## WHAT THE TASK REQUIRES:
Please reproduce the passage about the course's focus on immediate experiences word for word, from its first sentence to its last.

[Opening PAGE EXCERPT section]

Rather than learn from the deeply conditioned, nature-conquest, thinking and history of Western Civilization, this course recognizes that we are it, that we carry, think and relate with and through it. We each have been and become what we call civilized. (It is worth noting here that Thoreau called Nature "A civilization other than our own.") For this reason, on the course we learn from our past experiences in the civilizing process in conjunction with unadulterated contact with unadulterated nature in the environment, others and ourselves today. To accomplish this, try to share the "now" of your life, your immediate experiences, thoughts and feelings while on the course because now is not fantasy. The immediate moment is a 4-leg way of knowing, one where we and Earth exist and relate equally.

Why does the course focus on immediate experiences?
We best know, trust and learn from our own experiences, they are essential truths of our lives. The immediate moment is the only time we can gather 4-leg self-evidence and the course attempts to make its participants aware of this by practicing it. Make efforts to consciously respect, validate and be thankful for your experiences, your thoughts and feelings while involved with this course and nature. If you can't trust them, what can you trust?

How does the course focus on immediate experiences?
With commitment to supporting the interact group through the gaining permission attraction process, the interact groups enjoyably organize and maintain themselves and grow . We accomplish this by staying in the immediate natural attractions of each moment and sharing what's happening in the activities, chapters and e-mail. Experiences in the moment tend to produce 4-leg knowledge, not inaccurate 5-leg stories.

Seek immediate natural attractions. Try to refrain from bringing in stories or references outside of your immediate personal experiences as they tend to take you out of the moment and into cultural cubby-holes that, as in our history, may trigger arguments and disunity. If these stories are part of you, own them, they are there as you in the immediate moment along with nature and your interact group. If, for example, some author or institution's dogma has made a statement somewhere and you feel and believe it, share that part of you as you, not as "Dr. Archibald says" or "Cathocrucians believe" etc. Stories that share thoughts and feelings about, or from moments connected with, nature hold something special in common. They unify rather than disconnect relationships because that's how nature works.

[Closing PAGE EXCERPT section]
[Opening EXERCISE DATA section]

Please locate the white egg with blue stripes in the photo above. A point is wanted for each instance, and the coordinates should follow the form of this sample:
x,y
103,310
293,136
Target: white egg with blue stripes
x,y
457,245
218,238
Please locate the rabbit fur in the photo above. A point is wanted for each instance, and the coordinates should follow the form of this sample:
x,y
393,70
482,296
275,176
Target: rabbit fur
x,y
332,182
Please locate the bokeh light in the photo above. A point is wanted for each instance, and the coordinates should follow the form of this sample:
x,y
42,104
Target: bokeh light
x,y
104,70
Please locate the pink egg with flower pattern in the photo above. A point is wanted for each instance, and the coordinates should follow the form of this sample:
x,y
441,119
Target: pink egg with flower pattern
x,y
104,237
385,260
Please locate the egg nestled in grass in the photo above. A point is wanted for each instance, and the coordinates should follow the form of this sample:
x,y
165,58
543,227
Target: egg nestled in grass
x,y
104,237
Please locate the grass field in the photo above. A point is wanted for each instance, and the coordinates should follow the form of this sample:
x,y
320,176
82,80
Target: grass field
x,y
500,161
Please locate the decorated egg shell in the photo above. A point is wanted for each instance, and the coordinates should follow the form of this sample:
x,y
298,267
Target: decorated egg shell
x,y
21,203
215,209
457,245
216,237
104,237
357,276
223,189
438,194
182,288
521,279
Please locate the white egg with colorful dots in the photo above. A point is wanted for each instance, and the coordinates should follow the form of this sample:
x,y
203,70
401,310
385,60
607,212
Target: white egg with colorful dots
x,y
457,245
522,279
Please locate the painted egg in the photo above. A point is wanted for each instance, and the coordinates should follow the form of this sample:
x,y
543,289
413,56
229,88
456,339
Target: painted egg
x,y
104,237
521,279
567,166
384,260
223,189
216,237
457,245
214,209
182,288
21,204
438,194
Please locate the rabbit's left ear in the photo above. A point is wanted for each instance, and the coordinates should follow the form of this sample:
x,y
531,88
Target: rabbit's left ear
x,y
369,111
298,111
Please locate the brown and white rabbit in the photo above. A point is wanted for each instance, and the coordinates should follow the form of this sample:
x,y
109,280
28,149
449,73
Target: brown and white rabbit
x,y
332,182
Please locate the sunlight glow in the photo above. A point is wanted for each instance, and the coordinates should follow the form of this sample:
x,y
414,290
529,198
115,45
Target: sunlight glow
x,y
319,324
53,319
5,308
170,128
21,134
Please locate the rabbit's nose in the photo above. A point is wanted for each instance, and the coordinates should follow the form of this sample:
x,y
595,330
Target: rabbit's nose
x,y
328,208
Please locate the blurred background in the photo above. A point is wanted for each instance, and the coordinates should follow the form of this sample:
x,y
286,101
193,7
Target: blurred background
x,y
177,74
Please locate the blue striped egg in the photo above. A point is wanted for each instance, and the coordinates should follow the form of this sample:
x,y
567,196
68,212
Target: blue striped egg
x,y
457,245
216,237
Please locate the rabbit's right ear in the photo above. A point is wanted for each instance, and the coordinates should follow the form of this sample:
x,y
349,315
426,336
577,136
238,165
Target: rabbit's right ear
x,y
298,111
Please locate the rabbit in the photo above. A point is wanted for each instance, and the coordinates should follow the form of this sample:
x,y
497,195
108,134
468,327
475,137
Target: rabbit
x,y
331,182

[Closing EXERCISE DATA section]
[Opening EXERCISE DATA section]

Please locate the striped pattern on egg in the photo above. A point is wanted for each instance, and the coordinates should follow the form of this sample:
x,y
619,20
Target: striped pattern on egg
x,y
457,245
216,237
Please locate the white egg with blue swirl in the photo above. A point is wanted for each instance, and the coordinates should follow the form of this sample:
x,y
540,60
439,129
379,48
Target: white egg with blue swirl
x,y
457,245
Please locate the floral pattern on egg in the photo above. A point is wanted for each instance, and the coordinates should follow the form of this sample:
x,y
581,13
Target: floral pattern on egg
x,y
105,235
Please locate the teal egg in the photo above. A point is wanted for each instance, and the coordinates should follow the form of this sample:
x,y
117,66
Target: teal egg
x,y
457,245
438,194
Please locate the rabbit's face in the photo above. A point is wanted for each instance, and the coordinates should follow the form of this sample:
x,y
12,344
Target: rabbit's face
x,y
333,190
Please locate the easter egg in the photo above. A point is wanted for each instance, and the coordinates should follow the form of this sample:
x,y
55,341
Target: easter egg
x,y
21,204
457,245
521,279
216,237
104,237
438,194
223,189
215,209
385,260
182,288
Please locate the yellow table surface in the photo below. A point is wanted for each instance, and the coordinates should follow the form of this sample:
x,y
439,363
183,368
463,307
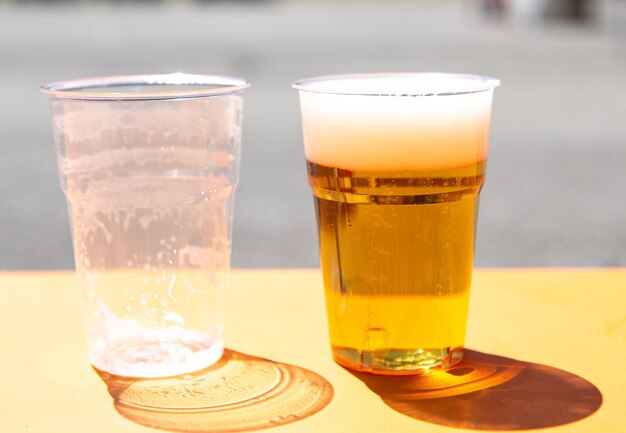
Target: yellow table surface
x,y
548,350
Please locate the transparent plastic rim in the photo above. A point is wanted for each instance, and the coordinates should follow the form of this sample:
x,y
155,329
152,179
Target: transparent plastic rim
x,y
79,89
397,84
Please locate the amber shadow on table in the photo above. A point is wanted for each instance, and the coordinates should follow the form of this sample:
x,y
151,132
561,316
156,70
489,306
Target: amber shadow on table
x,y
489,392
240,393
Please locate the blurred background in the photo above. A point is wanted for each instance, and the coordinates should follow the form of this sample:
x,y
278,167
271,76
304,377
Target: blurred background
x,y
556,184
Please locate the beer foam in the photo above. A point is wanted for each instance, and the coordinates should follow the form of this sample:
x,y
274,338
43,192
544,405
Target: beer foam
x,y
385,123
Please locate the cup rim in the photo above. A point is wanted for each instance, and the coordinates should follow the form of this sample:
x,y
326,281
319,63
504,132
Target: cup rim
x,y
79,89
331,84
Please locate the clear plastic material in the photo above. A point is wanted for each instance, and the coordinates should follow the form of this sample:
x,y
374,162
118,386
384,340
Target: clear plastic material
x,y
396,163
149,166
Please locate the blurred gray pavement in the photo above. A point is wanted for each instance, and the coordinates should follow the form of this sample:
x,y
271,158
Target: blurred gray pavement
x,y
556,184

[Closing EXERCISE DATA section]

## RESPONSE TO THE EXERCISE:
Rather than learn from the deeply conditioned, nature-conquest, thinking and history of Western Civilization, this course recognizes that we are it, that we carry, think and relate with and through it. We each have been and become what we call civilized. (It is worth noting here that Thoreau called Nature "A civilization other than our own.") For this reason, on the course we learn from our past experiences in the civilizing process in conjunction with unadulterated contact with unadulterated nature in the environment, others and ourselves today. To accomplish this, try to share the "now" of your life, your immediate experiences, thoughts and feelings while on the course because now is not fantasy. The immediate moment is a 4-leg way of knowing, one where we and Earth exist and relate equally.

Why does the course focus on immediate experiences?
We best know, trust and learn from our own experiences, they are essential truths of our lives. The immediate moment is the only time we can gather 4-leg self-evidence and the course attempts to make its participants aware of this by practicing it. Make efforts to consciously respect, validate and be thankful for your experiences, your thoughts and feelings while involved with this course and nature. If you can't trust them, what can you trust?

How does the course focus on immediate experiences?
With commitment to supporting the interact group through the gaining permission attraction process, the interact groups enjoyably organize and maintain themselves and grow . We accomplish this by staying in the immediate natural attractions of each moment and sharing what's happening in the activities, chapters and e-mail. Experiences in the moment tend to produce 4-leg knowledge, not inaccurate 5-leg stories.

Seek immediate natural attractions. Try to refrain from bringing in stories or references outside of your immediate personal experiences as they tend to take you out of the moment and into cultural cubby-holes that, as in our history, may trigger arguments and disunity. If these stories are part of you, own them, they are there as you in the immediate moment along with nature and your interact group. If, for example, some author or institution's dogma has made a statement somewhere and you feel and believe it, share that part of you as you, not as "Dr. Archibald says" or "Cathocrucians believe" etc. Stories that share thoughts and feelings about, or from moments connected with, nature hold something special in common. They unify rather than disconnect relationships because that's how nature works.